Potting Your Dahlia Cuttings Up
Now that some of the cuttings have started to make root you will have to start to think about potting them up in to individual pots. The best type of pot I find as I grow a lot of cuttings is the 4 inch square pots as they take up less room in the greenhouses. The first cuttings always take the longest to root as the days are short. When the cuttings have rooted they are knocked out of the pot. I pot them up in a compost mixture of half multipurpose compost and half horticultural grit sand the grit sand helps to keep the compost open and allow some weight to the pot so the pot will not dry out to quickly, and the roots should be stronger If you do the mix this way when you finally plant out in to the open ground the plant will get away more quickly than if you just plant them in multipurpose compost with no grit in this way you will find that the plants root are soft and fibrous and will be slow to get away in the open ground. Separate the rooted cuttings from each other trying not to knock to much compost of them then half fill the pot, take the cutting by holding the main two pair of leaves try and hold it in the centre of the pot place the compost around the cutting trying not to break any of the roots as this will knock the plant back until it makes more root. Gently firm around the cutting then give it a good drink. At this stage don’t forget to put the label in the pot, if you don’t you will get mixed up with all the different types and you will have to wait until it flowers before you can name it. Then place the pot in a cool shady part of the greenhouse for a day or two until the plant gets established. Do not water the pot until it starts to dry out, if you give them too much water at this stage you will find that the small roots will start to rot. If the weather is fairly sunny it will be advisable to put some newspaper over them just to take the bite out of the sun. Continue to take cuttings until you have the amount you require. As time goes on keep potting the cuttings up to build up a stock. As the greenhouse starts to fill up you can move the first lot of plants to a cooler place, the ideal spot is a cold frame to harden them of before they are planted out in the garden. Through the day you can leave the frame tops open slightly to let some air in If we get some cold nights they may have to be covered with an old blanket or carpet to keep the frost of them.
Don’t forget to spray for greenfly and the dreaded slugs as they love the lush growth of thedahlia plants tender green leaves.
Dark Leaf Dahlias
Dark leaf dahlias are becoming more and more popular in the borders of small gardens, as there are more varieties being introduced, from the tall types down to the very small types.
In the tall types you have, Bishop of Llandaff with (red flower), David Howard with (orange flowers), Moonfire with (yellow/red flowers), Fascination with (purple flowers), Englehart Matadore with (purple flowers), and one that I introduced two years ago Summer Nights a single (yellow flowers with a dark cushion centre) and unusual dark bronze foliage.
The small types that grow to about 15 inches and less are very popular you do not have to stake them, are Roxy a single with (purple flowers), Ecentrique semi double with (purple flowers), Bednall Beauty semi double with (velvety red flowers) the stems on this variety turn a lovely bright red when they get wet, Topmix Mama this is a (red single flower) the size of 2 pence peace 12 inches in height looks good in a bed.
Then there is one smaller still Jewel Lila purple flower size of 2 pence peace 9 inches in height very good in tubs.
The beauty of growing dark leaf dahlias are two fold, as the plant is growing you get the lovely dark foliage all summer, then half way through summer you get the bright flowers that set the foliage of even more. Every one knows Bishop of Llandaff, but as far as I am concerned one named Tally Hoe grows about the same height as Bishop is better, its bright orange red single flowers stand proud on the plant.

* [Problems and tasks]
**A)** In the dahlia-growing text, list every variety named in the sentence that begins "In the tall types you have."
**B)** Pick up the dahlia-growing text after its final sentence and carry it forward.

* [Provided information]
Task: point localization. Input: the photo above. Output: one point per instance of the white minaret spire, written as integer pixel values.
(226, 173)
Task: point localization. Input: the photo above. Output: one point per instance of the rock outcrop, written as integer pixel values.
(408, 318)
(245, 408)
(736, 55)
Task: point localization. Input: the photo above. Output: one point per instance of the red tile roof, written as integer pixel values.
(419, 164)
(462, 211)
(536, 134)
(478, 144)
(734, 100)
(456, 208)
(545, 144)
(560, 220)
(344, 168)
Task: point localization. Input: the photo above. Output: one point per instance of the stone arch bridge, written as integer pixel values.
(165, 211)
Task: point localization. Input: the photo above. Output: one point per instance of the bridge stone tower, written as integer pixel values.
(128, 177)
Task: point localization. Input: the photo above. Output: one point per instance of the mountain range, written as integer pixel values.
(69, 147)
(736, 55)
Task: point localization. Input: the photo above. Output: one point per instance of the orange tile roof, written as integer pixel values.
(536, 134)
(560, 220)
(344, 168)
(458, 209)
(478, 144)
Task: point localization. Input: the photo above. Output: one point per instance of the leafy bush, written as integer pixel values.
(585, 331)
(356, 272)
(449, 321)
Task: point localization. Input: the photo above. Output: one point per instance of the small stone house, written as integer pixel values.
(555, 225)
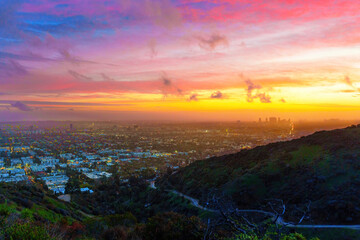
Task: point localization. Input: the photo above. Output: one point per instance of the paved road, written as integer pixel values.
(279, 220)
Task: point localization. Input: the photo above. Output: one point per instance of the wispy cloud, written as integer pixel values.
(250, 96)
(217, 95)
(21, 106)
(212, 41)
(168, 87)
(193, 97)
(79, 76)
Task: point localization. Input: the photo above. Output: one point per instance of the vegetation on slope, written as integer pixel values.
(321, 169)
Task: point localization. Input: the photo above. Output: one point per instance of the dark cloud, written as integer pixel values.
(250, 96)
(217, 95)
(193, 97)
(213, 41)
(79, 76)
(21, 106)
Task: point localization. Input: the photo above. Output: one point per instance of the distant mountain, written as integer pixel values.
(322, 169)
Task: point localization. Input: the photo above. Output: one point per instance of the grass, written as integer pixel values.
(330, 234)
(305, 154)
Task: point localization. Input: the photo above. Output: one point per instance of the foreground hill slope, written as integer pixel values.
(322, 169)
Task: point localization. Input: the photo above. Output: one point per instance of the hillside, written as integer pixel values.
(321, 170)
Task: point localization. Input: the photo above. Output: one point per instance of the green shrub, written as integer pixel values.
(26, 214)
(20, 231)
(6, 209)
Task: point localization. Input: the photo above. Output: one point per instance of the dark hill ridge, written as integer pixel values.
(323, 168)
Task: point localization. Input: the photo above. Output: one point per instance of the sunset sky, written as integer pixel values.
(179, 59)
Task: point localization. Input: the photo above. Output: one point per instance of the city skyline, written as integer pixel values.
(178, 60)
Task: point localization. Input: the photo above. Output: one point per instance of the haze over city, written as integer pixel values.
(179, 60)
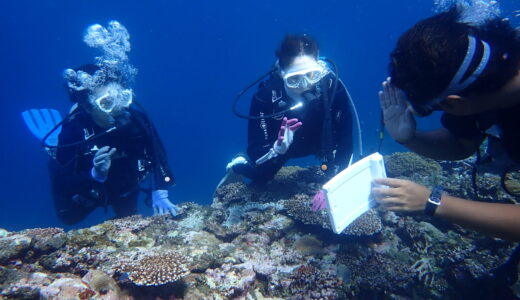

* [Answers by task]
**A)** Bishop of Llandaff, David Howard, Moonfire, Fascination, Englehart Matadore, Summer Nights

**B)**
This flower has also a slight perfumed smell with it, so well worth growing. Then the small growing type Bednall Beauty is a must grow.
Grenadier a bright red almost double flower has lovely foliage, and this variety is much sort after.
The top selling dahlia for us last year was Moonfire and a close second was one that we introduced from Holland two years ago, Ecentrique grows about 15 inches tall.
Some new ones to look out for is the Pathfinder Collection red, orange, purple, and lilac.
To be introduced by J R G DAHLIAS.
And there are a new dark leaf dahlias from Holland just out, The Bishop Collection, I am growing for the first time.
If you didn’t start your tubers up early in compost, to get them to shoot now is the time to be planting them out in the garden. If we have any frost now it will not be hard enough to damage them as long as they are covered over with soil, plant about six inches deep.
Don’t forget to keep your eyes open for slugs spray with Slugit all over the ground.
Take the final cuttings of varieties that you think you are going to be short of. They will flower this year but they may be late.
They will also provide stock for next year, you can grow them on in pots sunk into the ground (Keep them in pots all summer), as they come into flower check the flower to make sure that you have the correct label in the pot then take the flower of and keep doing this and you will make a nice plump pot tuber for your next years stock.
Continue to pot up the rooted cuttings.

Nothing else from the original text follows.